Partly that's because the facts were known to reporters traveling with Obama, and some of them took umbrage (although some at first simply allowed the lies and talked about how the Obama campaign should have handled the situation.) But part of the reason probably is that Obama enthusiasts aren't sitting still for it, whether on the blogosphere or in direct contact with networks and newspapers. Witness Wednesday's idiocy, when a Washington Post reporter (with a reputation for GOPer sympathies) took an Obama quote out of context to make it sound directly opposite to Obama's meaning. That inspired this call to let the Post know about it, and we'll see if that's also effective.

Update: Here is the revealing story of the campaign so far--David Kiley's column in Business Week (hat tip to Political Wire.) Kiley begins with a summary of the ad technique used by Faux News Hannity and political adsters of repeating a lie relentlessly until it becomes real in the political dialogue. He then turns to McCain. "I've written good things about McCain's ads in the past, and I expect I will again if they ever return to a level of at least being for grown-ups." But after reaffirming that the charges in the McCain ad on Obama not going to visit wounded soldiers in Germany were blatant lies, he reveals the other ad that the McCain people were preparing.

Recall that Obama ultimately decided not to visit that hospital after the Pentagon questioned whether bringing his military advisor would constitute a partisan campaign stop. Obama didn't want the visit to be politicized, and decided that it now would be, so rather than subject the troops and the hospitals to becoming political fodder, he didn't go.

Here then is what Kiley reveals: What the McCain campaign doesn’t want people to know, according to one GOP strategist I spoke with over the weekend, is that they had an ad script ready to go if Obama had visited the wounded troops saying that Obama was...wait for it...using wounded troops as campaign props. So, no matter which way Obama turned, McCain had an Obama bashing ad ready to launch. I guess that’s political hardball. But another word for it is the one word that most politicians are loathe to use about their opponents—a lie. End o update.

*Record excerpts*
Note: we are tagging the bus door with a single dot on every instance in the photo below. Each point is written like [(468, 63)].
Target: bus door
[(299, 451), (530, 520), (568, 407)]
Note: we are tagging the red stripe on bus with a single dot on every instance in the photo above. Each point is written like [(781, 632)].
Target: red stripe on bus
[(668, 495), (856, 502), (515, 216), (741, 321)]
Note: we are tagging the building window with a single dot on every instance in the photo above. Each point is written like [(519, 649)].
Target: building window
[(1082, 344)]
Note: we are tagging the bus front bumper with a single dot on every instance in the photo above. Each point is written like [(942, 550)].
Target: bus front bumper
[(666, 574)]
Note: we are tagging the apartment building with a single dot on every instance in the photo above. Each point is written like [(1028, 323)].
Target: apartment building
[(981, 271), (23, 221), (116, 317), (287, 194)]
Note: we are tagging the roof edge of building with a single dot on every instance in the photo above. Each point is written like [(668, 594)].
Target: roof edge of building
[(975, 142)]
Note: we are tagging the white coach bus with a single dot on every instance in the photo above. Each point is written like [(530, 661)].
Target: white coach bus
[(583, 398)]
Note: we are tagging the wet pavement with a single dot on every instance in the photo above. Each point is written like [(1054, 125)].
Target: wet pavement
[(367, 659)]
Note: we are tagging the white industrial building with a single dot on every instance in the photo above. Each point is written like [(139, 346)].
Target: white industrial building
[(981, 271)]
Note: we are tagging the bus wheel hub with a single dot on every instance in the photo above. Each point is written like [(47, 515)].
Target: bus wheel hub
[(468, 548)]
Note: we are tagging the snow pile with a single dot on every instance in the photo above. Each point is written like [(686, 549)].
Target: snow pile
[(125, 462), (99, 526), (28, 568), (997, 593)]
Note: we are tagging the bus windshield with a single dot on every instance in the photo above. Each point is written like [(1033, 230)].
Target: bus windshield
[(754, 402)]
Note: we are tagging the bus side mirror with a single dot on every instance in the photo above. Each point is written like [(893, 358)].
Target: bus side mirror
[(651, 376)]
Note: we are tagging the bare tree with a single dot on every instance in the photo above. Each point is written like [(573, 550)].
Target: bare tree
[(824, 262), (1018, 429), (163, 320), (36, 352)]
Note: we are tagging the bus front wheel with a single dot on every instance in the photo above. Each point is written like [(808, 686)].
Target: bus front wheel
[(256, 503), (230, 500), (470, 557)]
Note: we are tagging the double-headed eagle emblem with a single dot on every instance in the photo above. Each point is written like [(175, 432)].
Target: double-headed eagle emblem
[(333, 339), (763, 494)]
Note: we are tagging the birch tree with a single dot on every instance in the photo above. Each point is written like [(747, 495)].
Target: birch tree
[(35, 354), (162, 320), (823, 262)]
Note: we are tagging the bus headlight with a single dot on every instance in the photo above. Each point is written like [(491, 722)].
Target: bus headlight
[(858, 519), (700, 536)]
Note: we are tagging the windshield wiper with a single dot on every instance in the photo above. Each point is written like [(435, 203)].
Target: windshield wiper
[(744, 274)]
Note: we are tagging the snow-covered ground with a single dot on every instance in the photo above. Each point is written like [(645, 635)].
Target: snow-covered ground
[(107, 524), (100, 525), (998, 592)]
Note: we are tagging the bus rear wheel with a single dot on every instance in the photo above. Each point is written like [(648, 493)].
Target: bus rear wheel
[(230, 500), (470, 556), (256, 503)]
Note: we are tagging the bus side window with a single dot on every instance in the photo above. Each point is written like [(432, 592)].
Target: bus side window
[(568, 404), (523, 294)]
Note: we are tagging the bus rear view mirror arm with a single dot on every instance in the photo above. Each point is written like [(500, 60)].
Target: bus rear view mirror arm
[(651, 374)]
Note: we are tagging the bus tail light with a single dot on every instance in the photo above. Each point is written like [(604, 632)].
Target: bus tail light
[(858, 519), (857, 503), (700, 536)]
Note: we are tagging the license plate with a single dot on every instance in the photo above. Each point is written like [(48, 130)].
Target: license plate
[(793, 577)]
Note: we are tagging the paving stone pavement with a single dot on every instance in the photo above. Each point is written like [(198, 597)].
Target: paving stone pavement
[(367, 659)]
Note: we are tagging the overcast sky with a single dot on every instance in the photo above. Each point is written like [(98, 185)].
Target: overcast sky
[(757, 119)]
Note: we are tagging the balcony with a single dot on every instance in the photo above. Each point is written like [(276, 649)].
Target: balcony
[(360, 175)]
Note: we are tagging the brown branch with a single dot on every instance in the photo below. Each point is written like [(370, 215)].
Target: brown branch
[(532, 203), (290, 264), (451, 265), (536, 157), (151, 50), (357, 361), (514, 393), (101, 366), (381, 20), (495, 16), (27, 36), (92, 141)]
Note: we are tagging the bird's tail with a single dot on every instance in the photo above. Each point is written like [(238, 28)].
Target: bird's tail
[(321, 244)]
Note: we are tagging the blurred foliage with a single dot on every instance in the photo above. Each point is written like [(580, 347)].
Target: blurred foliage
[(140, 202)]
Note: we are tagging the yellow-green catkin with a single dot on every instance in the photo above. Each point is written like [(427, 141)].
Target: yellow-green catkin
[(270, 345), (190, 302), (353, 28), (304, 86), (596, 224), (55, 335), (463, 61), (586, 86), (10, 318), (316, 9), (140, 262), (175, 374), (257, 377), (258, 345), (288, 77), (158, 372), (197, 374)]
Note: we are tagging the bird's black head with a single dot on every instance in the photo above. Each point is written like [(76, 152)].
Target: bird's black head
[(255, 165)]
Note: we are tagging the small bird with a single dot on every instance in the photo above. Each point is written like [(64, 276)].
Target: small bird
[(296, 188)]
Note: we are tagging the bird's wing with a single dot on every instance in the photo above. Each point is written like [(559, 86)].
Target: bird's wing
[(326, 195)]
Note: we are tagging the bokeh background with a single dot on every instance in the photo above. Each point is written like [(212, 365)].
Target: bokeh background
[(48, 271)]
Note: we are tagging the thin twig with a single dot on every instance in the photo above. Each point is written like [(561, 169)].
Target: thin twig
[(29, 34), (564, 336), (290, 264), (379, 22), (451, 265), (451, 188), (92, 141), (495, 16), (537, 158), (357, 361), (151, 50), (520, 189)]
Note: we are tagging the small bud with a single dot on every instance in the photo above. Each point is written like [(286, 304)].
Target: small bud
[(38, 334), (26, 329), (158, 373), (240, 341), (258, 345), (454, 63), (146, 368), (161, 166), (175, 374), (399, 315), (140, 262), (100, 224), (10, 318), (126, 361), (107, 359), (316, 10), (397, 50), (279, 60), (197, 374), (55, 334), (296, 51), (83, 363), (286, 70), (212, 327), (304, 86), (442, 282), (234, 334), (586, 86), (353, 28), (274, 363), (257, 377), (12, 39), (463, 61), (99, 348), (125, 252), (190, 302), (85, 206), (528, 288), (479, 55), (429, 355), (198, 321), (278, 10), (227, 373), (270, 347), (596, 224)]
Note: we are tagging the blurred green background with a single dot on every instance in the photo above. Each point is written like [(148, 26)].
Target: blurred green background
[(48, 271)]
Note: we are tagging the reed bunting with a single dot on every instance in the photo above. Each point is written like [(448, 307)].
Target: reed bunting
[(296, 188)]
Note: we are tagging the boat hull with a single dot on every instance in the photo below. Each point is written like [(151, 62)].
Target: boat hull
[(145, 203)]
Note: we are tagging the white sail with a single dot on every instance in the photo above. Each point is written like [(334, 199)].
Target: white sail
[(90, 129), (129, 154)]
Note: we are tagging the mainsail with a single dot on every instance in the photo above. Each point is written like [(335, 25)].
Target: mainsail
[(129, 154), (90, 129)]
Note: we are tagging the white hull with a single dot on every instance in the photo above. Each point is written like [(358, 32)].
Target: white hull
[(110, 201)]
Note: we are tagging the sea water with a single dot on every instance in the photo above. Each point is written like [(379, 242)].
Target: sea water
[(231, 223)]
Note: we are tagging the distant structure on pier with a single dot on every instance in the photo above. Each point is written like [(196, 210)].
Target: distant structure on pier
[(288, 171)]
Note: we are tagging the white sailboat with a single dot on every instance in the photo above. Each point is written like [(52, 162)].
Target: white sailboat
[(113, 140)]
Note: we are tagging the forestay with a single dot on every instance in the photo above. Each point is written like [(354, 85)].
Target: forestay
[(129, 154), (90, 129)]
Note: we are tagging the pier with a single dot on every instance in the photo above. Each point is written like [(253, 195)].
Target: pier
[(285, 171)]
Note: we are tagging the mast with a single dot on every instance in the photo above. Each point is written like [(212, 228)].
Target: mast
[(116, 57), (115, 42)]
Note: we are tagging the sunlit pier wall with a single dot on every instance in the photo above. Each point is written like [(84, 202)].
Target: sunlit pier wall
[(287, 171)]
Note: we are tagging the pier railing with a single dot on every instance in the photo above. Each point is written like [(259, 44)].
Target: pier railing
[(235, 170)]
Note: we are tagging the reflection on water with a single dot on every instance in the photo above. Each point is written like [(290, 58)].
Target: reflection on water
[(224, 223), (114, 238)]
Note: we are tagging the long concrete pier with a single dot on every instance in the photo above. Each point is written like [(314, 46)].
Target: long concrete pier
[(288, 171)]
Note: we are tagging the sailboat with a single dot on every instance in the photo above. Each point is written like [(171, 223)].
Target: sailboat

*Task instructions*
a. In the excerpt about McCain's campaign ads, which publication ran David Kiley's column?
b. Translate this sentence from the excerpt about McCain's campaign ads into Spanish: "So, no matter which way Obama turned, McCain had an Obama bashing ad ready to launch."
Rely only on the excerpt about McCain's campaign ads.

*Results of the exercise*
a. Business Week.

b. Así que, sin importar qué camino tomara Obama, McCain tenía listo para lanzar un anuncio que atacaba a Obama.